TASK INSTRUCTIONS ::
Echo the data below line for line, leaving out the pictures.

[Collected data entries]
-----

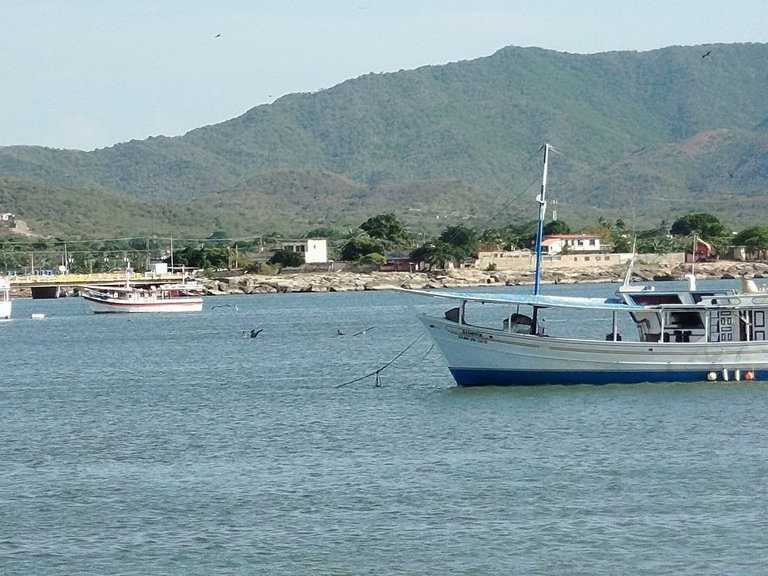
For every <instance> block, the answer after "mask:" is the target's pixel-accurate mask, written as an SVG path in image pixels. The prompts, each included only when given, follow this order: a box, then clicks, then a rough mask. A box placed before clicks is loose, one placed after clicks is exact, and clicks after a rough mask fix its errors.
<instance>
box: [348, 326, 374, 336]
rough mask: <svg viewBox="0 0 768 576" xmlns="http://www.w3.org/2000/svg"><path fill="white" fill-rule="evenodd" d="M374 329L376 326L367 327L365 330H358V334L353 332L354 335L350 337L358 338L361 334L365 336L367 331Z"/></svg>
mask: <svg viewBox="0 0 768 576" xmlns="http://www.w3.org/2000/svg"><path fill="white" fill-rule="evenodd" d="M374 328H376V326H369V327H368V328H366V329H365V330H360V332H355V333H354V334H352V336H360V335H361V334H365V333H366V332H368V330H373V329H374Z"/></svg>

-----

ANSWER SECTION ::
For every <instance> block, the answer after "mask:" is the target's pixel-accurate mask, written as an SVG path in image pixels. The prompts, each included only when given, follow this order: a box, then clicks, then a rough mask. A box placed before clicks is loose, one placed after clicks is exact, and clicks after a rough mask fix its errors.
<instance>
box: [348, 326, 374, 336]
rough mask: <svg viewBox="0 0 768 576" xmlns="http://www.w3.org/2000/svg"><path fill="white" fill-rule="evenodd" d="M374 329L376 326L367 327L365 330H358V334L353 332L354 335L350 337L358 338L361 334L365 336L367 331Z"/></svg>
mask: <svg viewBox="0 0 768 576" xmlns="http://www.w3.org/2000/svg"><path fill="white" fill-rule="evenodd" d="M374 328H376V326H369V327H368V328H366V329H365V330H360V332H355V333H354V334H352V336H360V335H361V334H365V333H366V332H368V330H373V329H374Z"/></svg>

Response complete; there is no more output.